- **EXTRACT**:
▼▼▼

Urea selectively induces DNA synthesis in renal epithelial cells.

Hyperosmotic stress with the functionally impermeant solute NaCl has been shown by us and others to inhibit cell growth and DNA synthesis. Several lines of evidence suggest that urea, the other principal renal medullary solute, may exert a growth-promoting effect on renal epithelial cells. Among these is the finding that urea upregulates expression at the mRNA level of two growth-associated immediate-early genes, Egr-1 and c-fos. In the present study, urea, in concentrations characteristic of the renal medulla, increased [3H]thymidine incorporation approximately threefold in confluent, growth-suppressed Madin-Darby canine kidney (MDCK) cells, whereas another readily membrane-permeant solute, glycerol, did not. Urea also overcame the inhibitory effect of hyperosmotic NaCl on DNA synthesis. The urea-induced increase in [3H]thymidine incorporation was also evident in the renal epithelial LLC-PK1 cell line, but not in renal nonepithelial and epithelial nonrenal cell types examined. In addition, it was associated with a 15% increase in total DNA content measured fluorometrically at 24 h of treatment. There was, however, no associated increase in cell proliferation as measured by cell number, total protein content, or cell cycle distribution. Urea also failed to induce polyploidy or aneuploidy. Therefore cells of renal epithelial origin may be uniquely capable of responding to hyperosmotic urea with increased DNA synthesis through an undefined and potentially novel mechanism.

▲▲▲

- **STORED DATA**:
▼▼▼

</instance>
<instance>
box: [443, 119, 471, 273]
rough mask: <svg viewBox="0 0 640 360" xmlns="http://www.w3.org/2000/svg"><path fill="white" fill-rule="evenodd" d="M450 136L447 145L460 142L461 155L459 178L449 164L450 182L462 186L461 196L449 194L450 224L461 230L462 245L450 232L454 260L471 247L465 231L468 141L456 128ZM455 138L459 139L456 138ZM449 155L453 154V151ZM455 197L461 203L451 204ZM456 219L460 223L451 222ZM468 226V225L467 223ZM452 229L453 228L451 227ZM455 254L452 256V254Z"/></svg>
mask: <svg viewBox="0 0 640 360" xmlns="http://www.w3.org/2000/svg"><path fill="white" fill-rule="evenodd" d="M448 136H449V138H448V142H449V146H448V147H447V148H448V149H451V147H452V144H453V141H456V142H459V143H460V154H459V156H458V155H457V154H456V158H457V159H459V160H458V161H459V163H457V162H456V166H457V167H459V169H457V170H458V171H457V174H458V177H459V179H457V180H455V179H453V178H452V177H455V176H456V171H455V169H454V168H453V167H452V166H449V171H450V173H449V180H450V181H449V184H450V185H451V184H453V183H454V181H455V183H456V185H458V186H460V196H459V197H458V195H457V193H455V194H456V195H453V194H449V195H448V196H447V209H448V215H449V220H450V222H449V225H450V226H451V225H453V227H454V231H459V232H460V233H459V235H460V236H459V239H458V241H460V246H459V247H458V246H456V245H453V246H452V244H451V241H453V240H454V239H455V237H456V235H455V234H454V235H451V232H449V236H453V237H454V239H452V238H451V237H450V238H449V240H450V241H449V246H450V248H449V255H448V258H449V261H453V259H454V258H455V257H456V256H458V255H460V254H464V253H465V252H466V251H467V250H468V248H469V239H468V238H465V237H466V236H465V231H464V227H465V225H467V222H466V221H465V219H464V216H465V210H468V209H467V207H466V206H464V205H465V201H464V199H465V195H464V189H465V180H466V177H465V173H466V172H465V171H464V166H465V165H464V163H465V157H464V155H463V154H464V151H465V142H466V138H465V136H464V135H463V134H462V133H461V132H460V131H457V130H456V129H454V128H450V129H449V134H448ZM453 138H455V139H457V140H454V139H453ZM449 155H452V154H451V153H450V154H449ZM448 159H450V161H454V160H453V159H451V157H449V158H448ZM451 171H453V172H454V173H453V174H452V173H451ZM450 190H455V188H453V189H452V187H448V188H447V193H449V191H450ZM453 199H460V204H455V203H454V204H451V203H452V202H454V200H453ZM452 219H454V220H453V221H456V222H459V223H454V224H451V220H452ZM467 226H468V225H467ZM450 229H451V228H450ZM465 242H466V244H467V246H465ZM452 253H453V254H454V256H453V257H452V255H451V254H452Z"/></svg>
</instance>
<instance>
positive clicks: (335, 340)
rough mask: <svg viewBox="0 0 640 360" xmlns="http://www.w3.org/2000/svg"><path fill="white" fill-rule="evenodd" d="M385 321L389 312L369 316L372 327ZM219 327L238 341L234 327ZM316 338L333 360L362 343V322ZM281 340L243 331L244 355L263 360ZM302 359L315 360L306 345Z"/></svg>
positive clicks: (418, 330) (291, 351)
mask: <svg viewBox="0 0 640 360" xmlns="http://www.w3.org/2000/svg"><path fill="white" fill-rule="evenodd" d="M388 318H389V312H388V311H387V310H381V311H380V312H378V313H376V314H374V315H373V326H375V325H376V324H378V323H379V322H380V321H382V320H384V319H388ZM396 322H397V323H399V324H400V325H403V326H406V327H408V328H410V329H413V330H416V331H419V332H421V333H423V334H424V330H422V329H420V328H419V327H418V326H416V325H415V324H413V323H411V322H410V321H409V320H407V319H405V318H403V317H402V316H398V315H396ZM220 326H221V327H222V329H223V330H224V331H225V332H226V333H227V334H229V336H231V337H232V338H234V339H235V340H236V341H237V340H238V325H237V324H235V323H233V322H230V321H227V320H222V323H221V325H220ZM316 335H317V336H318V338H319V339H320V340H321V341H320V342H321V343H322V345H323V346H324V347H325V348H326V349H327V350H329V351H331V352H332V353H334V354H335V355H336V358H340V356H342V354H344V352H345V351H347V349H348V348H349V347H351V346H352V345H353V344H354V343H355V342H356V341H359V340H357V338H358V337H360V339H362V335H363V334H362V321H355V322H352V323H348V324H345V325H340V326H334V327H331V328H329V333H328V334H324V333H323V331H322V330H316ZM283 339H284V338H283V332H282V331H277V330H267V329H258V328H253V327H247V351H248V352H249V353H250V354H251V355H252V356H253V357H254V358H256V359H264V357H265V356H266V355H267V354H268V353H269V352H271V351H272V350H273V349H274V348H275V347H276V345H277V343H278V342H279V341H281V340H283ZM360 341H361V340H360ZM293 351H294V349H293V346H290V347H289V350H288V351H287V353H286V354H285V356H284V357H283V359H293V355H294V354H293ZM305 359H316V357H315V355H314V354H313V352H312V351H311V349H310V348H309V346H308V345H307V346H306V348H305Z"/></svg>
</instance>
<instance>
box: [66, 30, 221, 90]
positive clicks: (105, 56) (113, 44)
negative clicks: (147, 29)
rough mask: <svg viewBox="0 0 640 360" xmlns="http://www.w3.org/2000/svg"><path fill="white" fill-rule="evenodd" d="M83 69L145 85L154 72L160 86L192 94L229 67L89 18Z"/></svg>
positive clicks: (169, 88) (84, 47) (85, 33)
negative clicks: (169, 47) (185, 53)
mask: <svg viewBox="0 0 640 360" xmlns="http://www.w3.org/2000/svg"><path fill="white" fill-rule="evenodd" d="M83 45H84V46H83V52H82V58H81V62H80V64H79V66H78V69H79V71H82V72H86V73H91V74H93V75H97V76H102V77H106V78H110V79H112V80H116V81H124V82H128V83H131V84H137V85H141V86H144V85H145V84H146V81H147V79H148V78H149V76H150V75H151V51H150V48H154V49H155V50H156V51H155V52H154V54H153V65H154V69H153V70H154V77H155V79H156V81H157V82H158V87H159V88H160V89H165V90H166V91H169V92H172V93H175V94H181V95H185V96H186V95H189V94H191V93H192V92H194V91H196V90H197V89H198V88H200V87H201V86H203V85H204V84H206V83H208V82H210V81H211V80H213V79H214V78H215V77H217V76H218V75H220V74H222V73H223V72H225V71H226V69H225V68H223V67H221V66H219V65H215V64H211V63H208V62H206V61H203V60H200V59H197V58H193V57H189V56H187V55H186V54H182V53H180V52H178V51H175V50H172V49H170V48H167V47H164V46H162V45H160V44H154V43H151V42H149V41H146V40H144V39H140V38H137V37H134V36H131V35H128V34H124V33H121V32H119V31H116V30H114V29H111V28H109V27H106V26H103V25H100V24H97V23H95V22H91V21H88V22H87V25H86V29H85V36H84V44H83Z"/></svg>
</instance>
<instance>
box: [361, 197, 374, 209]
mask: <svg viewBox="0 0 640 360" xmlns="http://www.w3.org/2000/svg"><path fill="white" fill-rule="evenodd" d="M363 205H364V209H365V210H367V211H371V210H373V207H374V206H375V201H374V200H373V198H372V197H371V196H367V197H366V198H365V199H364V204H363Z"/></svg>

▲▲▲

- **EXERCISE**: How would you render this sentence from the abstract on urea and DNA synthesis in Spanish: "Urea also overcame the inhibitory effect of hyperosmotic NaCl on DNA synthesis." The lines play no part in what follows.

- **OUTPUT FOR THIS TASK**: La urea también superó el efecto inhibidor del NaCl hiperosmótico sobre la síntesis de ADN.